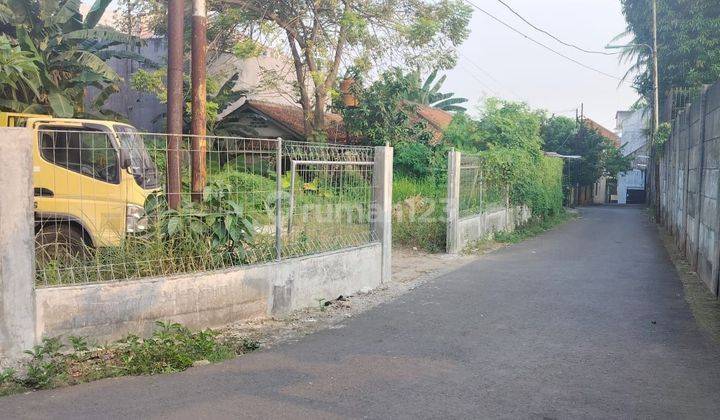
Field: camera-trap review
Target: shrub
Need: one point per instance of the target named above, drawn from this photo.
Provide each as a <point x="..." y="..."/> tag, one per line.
<point x="171" y="348"/>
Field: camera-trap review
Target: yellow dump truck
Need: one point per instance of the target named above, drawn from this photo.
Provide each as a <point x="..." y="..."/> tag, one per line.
<point x="90" y="179"/>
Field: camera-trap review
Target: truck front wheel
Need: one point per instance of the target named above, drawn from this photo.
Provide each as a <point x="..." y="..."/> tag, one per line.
<point x="59" y="242"/>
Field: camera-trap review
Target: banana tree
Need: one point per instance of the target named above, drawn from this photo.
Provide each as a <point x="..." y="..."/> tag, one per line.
<point x="69" y="51"/>
<point x="429" y="94"/>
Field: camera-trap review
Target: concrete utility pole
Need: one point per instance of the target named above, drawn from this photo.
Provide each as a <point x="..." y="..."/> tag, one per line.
<point x="199" y="97"/>
<point x="656" y="87"/>
<point x="656" y="116"/>
<point x="176" y="12"/>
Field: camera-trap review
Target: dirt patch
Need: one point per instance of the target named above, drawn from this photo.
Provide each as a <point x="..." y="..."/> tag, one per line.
<point x="705" y="307"/>
<point x="410" y="269"/>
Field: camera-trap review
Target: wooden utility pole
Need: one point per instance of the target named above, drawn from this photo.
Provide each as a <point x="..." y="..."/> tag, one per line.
<point x="199" y="97"/>
<point x="176" y="12"/>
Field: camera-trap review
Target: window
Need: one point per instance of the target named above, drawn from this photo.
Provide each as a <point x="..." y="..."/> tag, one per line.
<point x="90" y="153"/>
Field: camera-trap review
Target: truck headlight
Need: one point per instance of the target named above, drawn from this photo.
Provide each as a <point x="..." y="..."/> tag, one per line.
<point x="135" y="220"/>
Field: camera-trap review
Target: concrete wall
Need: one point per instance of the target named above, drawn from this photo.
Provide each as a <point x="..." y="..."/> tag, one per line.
<point x="463" y="231"/>
<point x="17" y="250"/>
<point x="109" y="311"/>
<point x="689" y="170"/>
<point x="483" y="225"/>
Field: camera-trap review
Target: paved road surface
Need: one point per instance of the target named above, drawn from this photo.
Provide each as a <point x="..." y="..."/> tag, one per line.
<point x="585" y="321"/>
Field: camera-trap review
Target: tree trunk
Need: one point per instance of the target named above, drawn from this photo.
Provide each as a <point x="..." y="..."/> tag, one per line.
<point x="319" y="132"/>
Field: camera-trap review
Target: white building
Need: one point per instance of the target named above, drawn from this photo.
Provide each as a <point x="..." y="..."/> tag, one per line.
<point x="632" y="127"/>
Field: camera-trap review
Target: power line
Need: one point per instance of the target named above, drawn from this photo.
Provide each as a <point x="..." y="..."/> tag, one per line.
<point x="553" y="36"/>
<point x="541" y="44"/>
<point x="490" y="76"/>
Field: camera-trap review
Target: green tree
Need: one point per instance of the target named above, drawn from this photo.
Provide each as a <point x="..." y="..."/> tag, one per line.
<point x="322" y="35"/>
<point x="429" y="94"/>
<point x="69" y="51"/>
<point x="688" y="43"/>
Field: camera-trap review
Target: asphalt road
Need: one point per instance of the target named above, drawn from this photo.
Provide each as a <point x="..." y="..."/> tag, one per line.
<point x="588" y="320"/>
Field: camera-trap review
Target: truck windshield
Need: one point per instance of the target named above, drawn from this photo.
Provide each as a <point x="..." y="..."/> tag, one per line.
<point x="141" y="165"/>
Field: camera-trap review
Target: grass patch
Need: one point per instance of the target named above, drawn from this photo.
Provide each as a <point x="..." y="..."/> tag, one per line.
<point x="419" y="213"/>
<point x="534" y="227"/>
<point x="171" y="348"/>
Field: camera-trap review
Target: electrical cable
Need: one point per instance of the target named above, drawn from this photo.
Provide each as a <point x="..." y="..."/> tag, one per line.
<point x="529" y="38"/>
<point x="553" y="36"/>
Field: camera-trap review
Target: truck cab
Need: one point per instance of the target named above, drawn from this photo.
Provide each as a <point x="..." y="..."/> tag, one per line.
<point x="91" y="179"/>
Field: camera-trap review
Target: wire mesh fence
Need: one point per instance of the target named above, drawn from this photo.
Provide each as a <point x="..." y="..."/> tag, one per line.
<point x="479" y="193"/>
<point x="104" y="210"/>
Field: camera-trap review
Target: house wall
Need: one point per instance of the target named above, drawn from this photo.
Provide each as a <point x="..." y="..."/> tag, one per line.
<point x="634" y="179"/>
<point x="268" y="77"/>
<point x="600" y="191"/>
<point x="481" y="226"/>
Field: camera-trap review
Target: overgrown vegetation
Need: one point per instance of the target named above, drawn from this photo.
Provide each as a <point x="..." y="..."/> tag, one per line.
<point x="55" y="53"/>
<point x="419" y="212"/>
<point x="171" y="348"/>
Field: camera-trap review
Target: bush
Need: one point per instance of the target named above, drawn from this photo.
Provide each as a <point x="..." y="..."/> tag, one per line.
<point x="171" y="348"/>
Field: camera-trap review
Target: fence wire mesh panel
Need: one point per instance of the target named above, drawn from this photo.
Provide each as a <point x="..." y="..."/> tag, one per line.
<point x="106" y="210"/>
<point x="329" y="193"/>
<point x="478" y="192"/>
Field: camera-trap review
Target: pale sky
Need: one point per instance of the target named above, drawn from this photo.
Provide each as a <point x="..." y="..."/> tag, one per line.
<point x="521" y="70"/>
<point x="517" y="69"/>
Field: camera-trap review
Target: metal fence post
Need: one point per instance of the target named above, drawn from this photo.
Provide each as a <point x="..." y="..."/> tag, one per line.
<point x="453" y="202"/>
<point x="382" y="206"/>
<point x="17" y="250"/>
<point x="278" y="200"/>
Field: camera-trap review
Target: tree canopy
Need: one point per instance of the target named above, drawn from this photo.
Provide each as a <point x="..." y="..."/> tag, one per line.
<point x="688" y="43"/>
<point x="68" y="50"/>
<point x="325" y="36"/>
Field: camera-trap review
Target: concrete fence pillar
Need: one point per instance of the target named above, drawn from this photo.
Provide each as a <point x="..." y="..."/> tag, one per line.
<point x="17" y="249"/>
<point x="453" y="203"/>
<point x="382" y="212"/>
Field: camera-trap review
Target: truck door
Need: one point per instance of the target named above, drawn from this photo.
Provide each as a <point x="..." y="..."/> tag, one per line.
<point x="77" y="175"/>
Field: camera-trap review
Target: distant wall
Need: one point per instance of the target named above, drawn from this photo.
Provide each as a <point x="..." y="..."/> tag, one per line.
<point x="689" y="171"/>
<point x="629" y="180"/>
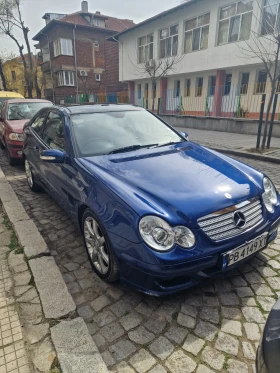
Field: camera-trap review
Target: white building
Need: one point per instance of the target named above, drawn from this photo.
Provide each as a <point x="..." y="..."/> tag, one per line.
<point x="213" y="74"/>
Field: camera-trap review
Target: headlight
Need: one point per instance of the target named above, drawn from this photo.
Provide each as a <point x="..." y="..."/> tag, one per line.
<point x="158" y="234"/>
<point x="16" y="136"/>
<point x="270" y="195"/>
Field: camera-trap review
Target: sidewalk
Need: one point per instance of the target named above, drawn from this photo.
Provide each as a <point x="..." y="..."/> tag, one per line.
<point x="233" y="143"/>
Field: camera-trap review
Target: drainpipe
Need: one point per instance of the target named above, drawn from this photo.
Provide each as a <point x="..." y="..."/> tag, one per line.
<point x="50" y="64"/>
<point x="76" y="68"/>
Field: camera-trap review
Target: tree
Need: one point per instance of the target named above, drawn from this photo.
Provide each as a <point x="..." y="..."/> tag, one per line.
<point x="266" y="47"/>
<point x="10" y="21"/>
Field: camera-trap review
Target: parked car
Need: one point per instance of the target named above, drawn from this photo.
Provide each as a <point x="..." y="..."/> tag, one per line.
<point x="268" y="356"/>
<point x="14" y="114"/>
<point x="157" y="211"/>
<point x="6" y="95"/>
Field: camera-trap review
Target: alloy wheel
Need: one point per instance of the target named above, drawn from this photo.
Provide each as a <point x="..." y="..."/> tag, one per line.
<point x="96" y="245"/>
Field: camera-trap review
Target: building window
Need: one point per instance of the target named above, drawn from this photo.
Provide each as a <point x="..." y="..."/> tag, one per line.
<point x="146" y="92"/>
<point x="228" y="84"/>
<point x="145" y="48"/>
<point x="187" y="87"/>
<point x="168" y="42"/>
<point x="139" y="90"/>
<point x="65" y="78"/>
<point x="63" y="46"/>
<point x="196" y="33"/>
<point x="244" y="83"/>
<point x="212" y="85"/>
<point x="261" y="82"/>
<point x="199" y="87"/>
<point x="235" y="22"/>
<point x="271" y="17"/>
<point x="177" y="85"/>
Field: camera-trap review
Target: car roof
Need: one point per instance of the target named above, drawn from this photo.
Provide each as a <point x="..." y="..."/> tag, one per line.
<point x="100" y="108"/>
<point x="25" y="100"/>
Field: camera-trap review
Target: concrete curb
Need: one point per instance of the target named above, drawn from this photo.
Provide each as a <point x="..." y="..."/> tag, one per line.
<point x="78" y="349"/>
<point x="240" y="153"/>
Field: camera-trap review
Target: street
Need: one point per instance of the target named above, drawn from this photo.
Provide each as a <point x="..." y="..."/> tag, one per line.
<point x="214" y="327"/>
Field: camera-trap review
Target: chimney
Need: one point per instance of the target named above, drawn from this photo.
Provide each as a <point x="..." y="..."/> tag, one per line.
<point x="84" y="7"/>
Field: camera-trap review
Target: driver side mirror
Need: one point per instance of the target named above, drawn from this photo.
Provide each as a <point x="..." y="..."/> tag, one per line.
<point x="185" y="135"/>
<point x="52" y="156"/>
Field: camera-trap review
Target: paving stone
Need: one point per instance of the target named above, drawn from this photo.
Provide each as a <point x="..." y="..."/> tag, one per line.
<point x="227" y="343"/>
<point x="161" y="348"/>
<point x="213" y="358"/>
<point x="253" y="314"/>
<point x="210" y="314"/>
<point x="141" y="335"/>
<point x="104" y="318"/>
<point x="231" y="313"/>
<point x="121" y="307"/>
<point x="122" y="349"/>
<point x="99" y="303"/>
<point x="262" y="290"/>
<point x="229" y="299"/>
<point x="252" y="331"/>
<point x="206" y="331"/>
<point x="274" y="282"/>
<point x="56" y="300"/>
<point x="248" y="351"/>
<point x="203" y="369"/>
<point x="193" y="344"/>
<point x="185" y="320"/>
<point x="189" y="310"/>
<point x="142" y="361"/>
<point x="231" y="327"/>
<point x="176" y="334"/>
<point x="112" y="331"/>
<point x="36" y="333"/>
<point x="179" y="362"/>
<point x="235" y="366"/>
<point x="85" y="312"/>
<point x="76" y="349"/>
<point x="156" y="325"/>
<point x="244" y="292"/>
<point x="266" y="303"/>
<point x="158" y="369"/>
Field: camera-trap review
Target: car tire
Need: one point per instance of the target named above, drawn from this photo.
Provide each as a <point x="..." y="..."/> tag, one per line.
<point x="99" y="249"/>
<point x="12" y="161"/>
<point x="30" y="177"/>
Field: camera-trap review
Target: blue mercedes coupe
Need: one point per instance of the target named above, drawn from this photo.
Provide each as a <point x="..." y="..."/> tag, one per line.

The exercise:
How many lines in the records above contain the word "road"? Reply with the number alone.

Written reply:
2